> _TASK LIST_:
1. Answer these questions using the rebuttal of Hayden's fireplace article.
(a) In which magazine was Hayden's article first published?
(b) What position does Hayden hold at the Combustion and Carbonization Research Laboratory?
(c) According to Hayden, what did using conventional masonry fireplaces on cold winter days cause in all but one case?
2. Extend the rebuttal of Hayden's fireplace article past its final sentence, keeping its argument and tone.

Buckley Rumford Company

Fireplaces: Studies in Contrasts--
by A. C. S. Hayden
Click here to read Hayden's anti fireplace article.

by Jim Buckley 5/18/96

Mr. (Skip) Hayden's article on fireplaces, published originally in Home Energy Magazine and promoted on the Internet by two different industry websites, is a scurrilous, piece of propaganda unworthy of anyone purporting to be objective, let alone one who holds an important position in a publicly supported research laboratory.

The article is deficient in two different ways:

  • The science is flimsy and unsubstantiated.
  • Techniques of propaganda are used in an attempt to lead the reader to conclusions not supported by the science.
The "science" in Hayden's article is based on a flawed field study and some circular assumptions about excess air and flue gas temperatures. With much repetition and a few charts and numbers, he has managed to expand this trivial scientific basis into a convincing piece of propaganda for the uncritical who share his anti fireplace bias. The article is full of examples comparing what Hayden likes in the most favorable light with what he doesn't like in the most unfavorable situation. This, combined with his use of subjective and prejudicial language, are the techniques of propaganda Hayden uses. If it were written by a junior and overly zealous advertising copywriter for one of the metal fireplace or stove manufacturers that would be one thing, but masquerading as a technical or scientific article Hayden's piece is most unworthy and unprofessional.


Flawed Study:

Hayden refers to "field trials conducted by the Combustion and Carbonization Research Laboratory (CCRL)", the lab where he is the head of Energy Conservation Technology. The study evaluated fireplaces in Canadian homes, "in conjunction with other combustion equipment," and he says showed "that in all but one case, on cold winter days, use of conventional masonry fireplaces actually resulted in an increase in fossil-fuel consumption for heating." "The fireplaces actually had a negative energy efficiency during the tests," writes Hayden.

Hayden doesn't offer any other details about these field studies nor does he reference them so that we can read them for ourselves.

> _GIVEN DATA_:

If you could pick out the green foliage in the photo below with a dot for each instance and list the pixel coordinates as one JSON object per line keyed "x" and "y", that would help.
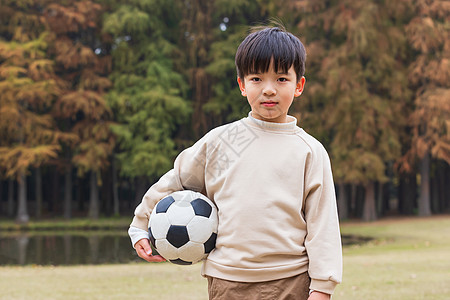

> _FINAL ANSWERS_:
1.
(a) Home Energy Magazine.
(b) He is the head of Energy Conservation Technology.
(c) An increase in fossil-fuel consumption for heating.

2.
At first I wondered if Hayden understood the concept of radiant heat. I've heard of other similar "tests" ostensibly showing that fireplaces are negatively efficient. In these tests a fire is allowed to burn in the fireplace for about two hours in a house which is heated by a gas or oil furnace and after the fire goes out the damper is left open all night with the result that the furnace has to work harder to maintain the air temperature than it would if the fireplace were not used - hence the fireplace must be negatively efficient. I think, from his description, Hayden's test must be similar.

Such a test ignores the fact that open fireplaces don't heat air - they heat people and surfaces, radiantly. Such a test could be used to prove that the sun doesn't heat the earth. Certainly the same test would show that a radiant floor, masonry heater, or any radiant heater for that matter, would be "negatively efficient." Radiant heaters heat surfaces raising the mean radiant temperature so that people feel comfortable at cooler air temperatures.

Even Hayden's lone exceptional case involving the people from Great Britain is telling. I would make a different interpretation, however: The owners from Great Britain probably were very comfortable being heated directly and radiantly by their fireplace at lower air temperatures and probably were just as pleased as Hayden's stove customer (mentioned later in his article) that they saved fuel by not heating the bedrooms needlessly.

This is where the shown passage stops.